------ Given entries ------

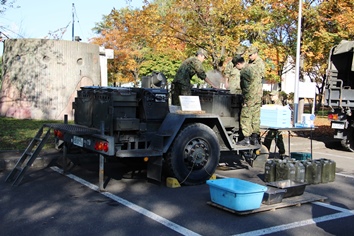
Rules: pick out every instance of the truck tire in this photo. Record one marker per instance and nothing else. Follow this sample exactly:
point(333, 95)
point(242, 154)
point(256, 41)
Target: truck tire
point(194, 155)
point(348, 142)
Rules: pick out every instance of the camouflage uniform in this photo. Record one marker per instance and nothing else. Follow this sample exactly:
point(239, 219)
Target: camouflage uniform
point(240, 50)
point(251, 84)
point(277, 135)
point(235, 81)
point(182, 81)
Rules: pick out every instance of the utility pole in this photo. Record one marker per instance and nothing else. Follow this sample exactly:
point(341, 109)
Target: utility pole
point(72, 31)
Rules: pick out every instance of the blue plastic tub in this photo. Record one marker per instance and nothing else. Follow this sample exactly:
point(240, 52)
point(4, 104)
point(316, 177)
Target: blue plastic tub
point(236, 194)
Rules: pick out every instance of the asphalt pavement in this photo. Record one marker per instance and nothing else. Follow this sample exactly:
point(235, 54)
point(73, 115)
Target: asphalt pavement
point(49, 202)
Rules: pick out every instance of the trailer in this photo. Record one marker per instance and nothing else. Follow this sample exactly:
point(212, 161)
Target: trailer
point(137, 126)
point(339, 92)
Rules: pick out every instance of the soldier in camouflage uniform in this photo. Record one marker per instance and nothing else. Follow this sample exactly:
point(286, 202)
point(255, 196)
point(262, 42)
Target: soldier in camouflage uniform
point(181, 84)
point(273, 134)
point(233, 83)
point(251, 84)
point(230, 70)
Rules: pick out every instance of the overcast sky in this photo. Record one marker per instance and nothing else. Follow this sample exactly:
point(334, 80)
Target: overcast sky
point(38, 18)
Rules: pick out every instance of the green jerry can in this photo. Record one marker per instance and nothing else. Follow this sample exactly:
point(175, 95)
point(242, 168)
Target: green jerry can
point(284, 170)
point(332, 173)
point(309, 171)
point(317, 177)
point(269, 171)
point(299, 171)
point(328, 170)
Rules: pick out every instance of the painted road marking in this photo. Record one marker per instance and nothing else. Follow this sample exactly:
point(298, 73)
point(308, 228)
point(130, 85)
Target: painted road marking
point(331, 155)
point(143, 211)
point(302, 223)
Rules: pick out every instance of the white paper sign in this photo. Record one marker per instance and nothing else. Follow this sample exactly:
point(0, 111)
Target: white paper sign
point(190, 103)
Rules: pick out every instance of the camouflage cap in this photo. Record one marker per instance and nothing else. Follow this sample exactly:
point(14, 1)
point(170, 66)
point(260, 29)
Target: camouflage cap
point(240, 50)
point(201, 51)
point(252, 50)
point(274, 92)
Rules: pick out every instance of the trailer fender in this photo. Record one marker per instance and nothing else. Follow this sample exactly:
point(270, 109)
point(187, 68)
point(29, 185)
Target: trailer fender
point(173, 122)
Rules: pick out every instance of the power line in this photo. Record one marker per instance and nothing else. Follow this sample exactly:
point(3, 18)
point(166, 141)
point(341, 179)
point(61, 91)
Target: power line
point(9, 30)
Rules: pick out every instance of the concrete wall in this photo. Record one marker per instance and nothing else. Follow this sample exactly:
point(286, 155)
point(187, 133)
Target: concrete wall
point(41, 77)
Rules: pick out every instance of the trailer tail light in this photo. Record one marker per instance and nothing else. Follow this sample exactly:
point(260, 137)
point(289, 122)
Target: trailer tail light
point(58, 134)
point(333, 116)
point(101, 146)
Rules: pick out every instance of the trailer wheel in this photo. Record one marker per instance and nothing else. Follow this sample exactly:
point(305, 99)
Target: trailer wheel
point(194, 154)
point(348, 142)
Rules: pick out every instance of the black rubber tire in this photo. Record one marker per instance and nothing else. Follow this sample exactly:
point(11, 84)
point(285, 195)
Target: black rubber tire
point(348, 142)
point(194, 155)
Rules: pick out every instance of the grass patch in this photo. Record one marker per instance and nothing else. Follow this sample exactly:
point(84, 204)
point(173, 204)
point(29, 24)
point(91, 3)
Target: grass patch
point(17, 134)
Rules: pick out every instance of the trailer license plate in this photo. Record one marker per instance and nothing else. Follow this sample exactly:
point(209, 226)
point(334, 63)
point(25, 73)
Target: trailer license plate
point(78, 141)
point(337, 125)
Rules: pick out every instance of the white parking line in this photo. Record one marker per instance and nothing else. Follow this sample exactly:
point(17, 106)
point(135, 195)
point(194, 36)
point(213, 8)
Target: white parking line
point(302, 223)
point(143, 211)
point(331, 155)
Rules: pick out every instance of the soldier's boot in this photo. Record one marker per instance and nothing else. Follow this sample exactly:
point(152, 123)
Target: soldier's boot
point(255, 139)
point(267, 143)
point(244, 142)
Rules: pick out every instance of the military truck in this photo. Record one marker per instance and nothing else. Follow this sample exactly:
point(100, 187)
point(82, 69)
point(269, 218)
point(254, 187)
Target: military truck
point(339, 92)
point(137, 126)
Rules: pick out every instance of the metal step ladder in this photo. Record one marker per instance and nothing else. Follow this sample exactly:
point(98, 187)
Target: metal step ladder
point(28, 157)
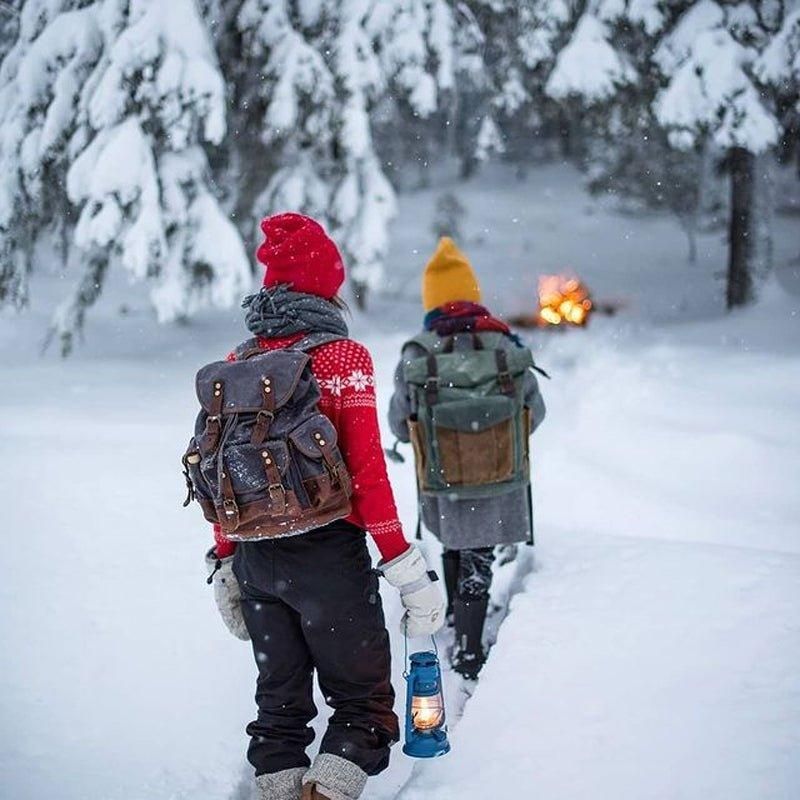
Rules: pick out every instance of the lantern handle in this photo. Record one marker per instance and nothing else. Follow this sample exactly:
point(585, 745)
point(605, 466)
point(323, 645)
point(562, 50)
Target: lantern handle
point(405, 650)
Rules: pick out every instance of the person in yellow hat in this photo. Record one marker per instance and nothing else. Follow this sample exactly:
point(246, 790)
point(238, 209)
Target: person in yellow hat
point(467, 397)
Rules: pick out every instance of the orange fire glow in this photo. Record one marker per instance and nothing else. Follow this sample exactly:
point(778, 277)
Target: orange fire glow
point(563, 301)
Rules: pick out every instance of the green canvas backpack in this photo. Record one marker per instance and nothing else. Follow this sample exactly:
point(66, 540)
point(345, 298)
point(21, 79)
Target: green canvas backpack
point(469, 426)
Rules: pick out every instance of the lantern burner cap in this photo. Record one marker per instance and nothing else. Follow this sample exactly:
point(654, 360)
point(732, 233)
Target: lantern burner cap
point(424, 659)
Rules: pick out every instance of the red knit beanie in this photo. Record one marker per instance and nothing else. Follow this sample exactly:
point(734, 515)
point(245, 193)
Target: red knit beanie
point(296, 250)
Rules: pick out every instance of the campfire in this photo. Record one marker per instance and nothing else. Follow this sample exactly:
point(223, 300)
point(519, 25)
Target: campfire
point(563, 301)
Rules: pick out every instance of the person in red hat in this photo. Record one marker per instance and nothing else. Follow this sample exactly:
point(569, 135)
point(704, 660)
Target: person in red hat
point(310, 602)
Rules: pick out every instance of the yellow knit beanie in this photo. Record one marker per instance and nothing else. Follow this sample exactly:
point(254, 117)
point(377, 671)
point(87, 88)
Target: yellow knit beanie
point(448, 277)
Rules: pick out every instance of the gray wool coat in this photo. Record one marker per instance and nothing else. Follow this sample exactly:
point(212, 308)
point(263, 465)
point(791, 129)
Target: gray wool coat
point(466, 524)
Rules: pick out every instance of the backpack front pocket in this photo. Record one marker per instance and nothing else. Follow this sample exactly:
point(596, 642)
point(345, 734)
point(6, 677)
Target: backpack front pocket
point(475, 440)
point(316, 457)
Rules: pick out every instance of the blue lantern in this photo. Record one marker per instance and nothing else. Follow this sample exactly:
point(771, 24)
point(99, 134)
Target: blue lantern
point(426, 731)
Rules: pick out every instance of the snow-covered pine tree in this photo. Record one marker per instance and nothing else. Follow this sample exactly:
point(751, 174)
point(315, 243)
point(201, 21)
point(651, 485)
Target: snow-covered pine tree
point(707, 59)
point(106, 110)
point(778, 68)
point(503, 51)
point(606, 82)
point(315, 71)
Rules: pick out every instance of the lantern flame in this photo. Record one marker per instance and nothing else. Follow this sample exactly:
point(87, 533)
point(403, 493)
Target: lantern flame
point(563, 301)
point(427, 713)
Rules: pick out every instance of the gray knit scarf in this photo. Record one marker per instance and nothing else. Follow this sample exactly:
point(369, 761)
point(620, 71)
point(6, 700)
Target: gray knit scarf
point(276, 312)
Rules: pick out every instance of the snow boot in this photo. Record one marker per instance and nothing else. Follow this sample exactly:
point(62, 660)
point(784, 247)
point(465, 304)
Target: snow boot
point(469, 655)
point(333, 778)
point(451, 562)
point(284, 785)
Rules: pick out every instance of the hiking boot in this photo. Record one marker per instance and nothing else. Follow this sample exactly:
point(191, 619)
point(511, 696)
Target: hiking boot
point(311, 792)
point(469, 655)
point(333, 778)
point(283, 785)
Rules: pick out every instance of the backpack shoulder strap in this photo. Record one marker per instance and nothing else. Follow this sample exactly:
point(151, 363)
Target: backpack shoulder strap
point(249, 347)
point(315, 340)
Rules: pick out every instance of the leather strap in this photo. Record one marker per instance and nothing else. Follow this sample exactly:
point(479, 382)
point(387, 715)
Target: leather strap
point(432, 382)
point(450, 342)
point(213, 427)
point(503, 374)
point(229, 520)
point(266, 415)
point(277, 492)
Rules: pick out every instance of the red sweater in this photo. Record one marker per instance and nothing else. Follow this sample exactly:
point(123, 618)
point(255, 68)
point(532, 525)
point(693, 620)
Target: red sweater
point(346, 380)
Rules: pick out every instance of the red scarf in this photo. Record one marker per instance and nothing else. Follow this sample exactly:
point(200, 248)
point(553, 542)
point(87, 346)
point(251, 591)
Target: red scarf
point(464, 316)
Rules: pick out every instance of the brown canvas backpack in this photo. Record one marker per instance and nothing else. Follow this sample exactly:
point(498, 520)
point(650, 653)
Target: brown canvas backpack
point(264, 461)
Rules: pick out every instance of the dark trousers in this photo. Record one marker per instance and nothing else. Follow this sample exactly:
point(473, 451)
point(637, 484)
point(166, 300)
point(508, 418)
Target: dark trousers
point(312, 602)
point(467, 573)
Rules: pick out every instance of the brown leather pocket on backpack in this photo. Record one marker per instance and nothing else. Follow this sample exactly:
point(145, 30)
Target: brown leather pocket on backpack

------

Reproduce only the lines from the line containing "point(637, 484)" to the last line of the material above, both of those lines included.

point(637, 484)
point(166, 300)
point(508, 418)
Target: dark trousers
point(312, 602)
point(467, 573)
Rules: pick out every instance of the brown leather pocket on backpack in this photo. Record one marker per instance and nothing else. Follow this sample exactly:
point(145, 30)
Target: brown leather pocket on backpack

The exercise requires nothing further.